DIRECTIVE 1.
In the rows, change "sprayer nozzle" to "spray boom" from the line with "Locate the sunflower head" to the line with "top-left (57, 1), bottom-right (60, 9)", and return only those lines with nothing else altered.

DOCUMENT SEGMENT.
Stephanie Bell, a member of the Alabama State Board of Education, has been speaking up against the standards. She said the standards were founded on a flawed idea - which every child across America will "be on the same page at the same time." She explains, "Every child is created, and I thank the Lord for this, we're all created different," she said. Sadly, schools superintendents and administrators are only being given one-sided information from the promoters of Common Core.

 

The curriculum replaces the classics with government propaganda. According to the American Principles Project, "They de-emphasize the study of classic literature in favor of reading so-called 'informational texts,' such as government documents, court opinions, and technical manuals." Over half the reading materials in grades 6-12 are to consist of informational texts rather than classical literature. Historical texts like the Gettysburg Address are to be presented to students without context or explanation.

 

The math standards are equally dismal. Mathematics Professor R. James Milgram of Stanford University, the only mathematician on the Validation Committee, refused to sign off on the math standards, because they would put many students two years behind those of many high-achieving countries. For example, Algebra 1 would be taught in 9th grade, not 8th grade for many students, making calculus inaccessible to them in high school. The quality of the standards is low and not internationally benchmarked. Common Core denies this on its website as a "myth," but Professor Milgram's opposition contradicts this.

DATA.
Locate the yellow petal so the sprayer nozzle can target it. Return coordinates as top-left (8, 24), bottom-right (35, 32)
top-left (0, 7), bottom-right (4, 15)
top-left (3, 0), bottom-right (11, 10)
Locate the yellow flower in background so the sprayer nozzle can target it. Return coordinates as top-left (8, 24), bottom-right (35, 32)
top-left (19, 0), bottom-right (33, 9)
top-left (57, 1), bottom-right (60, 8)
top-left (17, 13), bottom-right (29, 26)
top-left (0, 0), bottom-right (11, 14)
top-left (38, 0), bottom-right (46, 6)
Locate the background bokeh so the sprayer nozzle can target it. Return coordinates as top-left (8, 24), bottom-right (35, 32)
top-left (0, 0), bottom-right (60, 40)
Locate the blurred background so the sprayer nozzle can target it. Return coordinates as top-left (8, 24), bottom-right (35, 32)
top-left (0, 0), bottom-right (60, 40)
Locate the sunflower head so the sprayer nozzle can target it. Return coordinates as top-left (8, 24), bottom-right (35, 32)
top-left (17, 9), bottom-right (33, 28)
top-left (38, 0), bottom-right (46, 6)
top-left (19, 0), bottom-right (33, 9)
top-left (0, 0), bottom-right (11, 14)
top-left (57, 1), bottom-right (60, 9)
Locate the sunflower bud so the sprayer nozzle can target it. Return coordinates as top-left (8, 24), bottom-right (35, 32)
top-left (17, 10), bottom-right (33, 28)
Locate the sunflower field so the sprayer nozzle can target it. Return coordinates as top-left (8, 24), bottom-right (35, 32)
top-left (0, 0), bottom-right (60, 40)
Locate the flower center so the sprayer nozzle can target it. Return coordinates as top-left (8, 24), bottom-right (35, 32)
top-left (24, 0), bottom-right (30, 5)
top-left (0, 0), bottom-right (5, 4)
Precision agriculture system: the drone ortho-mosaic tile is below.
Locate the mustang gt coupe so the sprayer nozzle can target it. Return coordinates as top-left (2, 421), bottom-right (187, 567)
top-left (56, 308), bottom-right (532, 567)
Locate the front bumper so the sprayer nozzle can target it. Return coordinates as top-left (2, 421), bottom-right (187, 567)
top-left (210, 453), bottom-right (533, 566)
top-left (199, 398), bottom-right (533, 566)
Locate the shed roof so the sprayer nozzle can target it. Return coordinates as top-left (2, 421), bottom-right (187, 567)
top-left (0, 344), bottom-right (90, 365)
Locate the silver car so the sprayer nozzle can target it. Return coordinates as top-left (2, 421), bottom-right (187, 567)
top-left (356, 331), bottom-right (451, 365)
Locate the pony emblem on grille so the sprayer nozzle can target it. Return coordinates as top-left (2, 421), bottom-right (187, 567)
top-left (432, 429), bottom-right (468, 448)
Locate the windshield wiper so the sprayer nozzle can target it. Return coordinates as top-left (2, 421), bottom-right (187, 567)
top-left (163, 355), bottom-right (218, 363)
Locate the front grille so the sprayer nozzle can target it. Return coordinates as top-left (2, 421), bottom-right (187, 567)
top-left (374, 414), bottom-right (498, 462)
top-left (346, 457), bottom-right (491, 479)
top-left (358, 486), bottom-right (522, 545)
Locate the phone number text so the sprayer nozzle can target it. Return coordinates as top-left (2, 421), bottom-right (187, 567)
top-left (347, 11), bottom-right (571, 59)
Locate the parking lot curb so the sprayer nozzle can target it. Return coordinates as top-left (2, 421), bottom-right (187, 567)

DIRECTIVE 2.
Output the Common Core passage from "The curriculum replaces" to "context or explanation.", word for word.

EXERCISE ANSWER 1.
Locate the sunflower head so the spray boom can target it. Return coordinates as top-left (8, 24), bottom-right (35, 32)
top-left (17, 9), bottom-right (33, 28)
top-left (38, 0), bottom-right (46, 6)
top-left (19, 0), bottom-right (33, 9)
top-left (0, 0), bottom-right (11, 14)
top-left (57, 1), bottom-right (60, 9)

EXERCISE ANSWER 2.
The curriculum replaces the classics with government propaganda. According to the American Principles Project, "They de-emphasize the study of classic literature in favor of reading so-called 'informational texts,' such as government documents, court opinions, and technical manuals." Over half the reading materials in grades 6-12 are to consist of informational texts rather than classical literature. Historical texts like the Gettysburg Address are to be presented to students without context or explanation.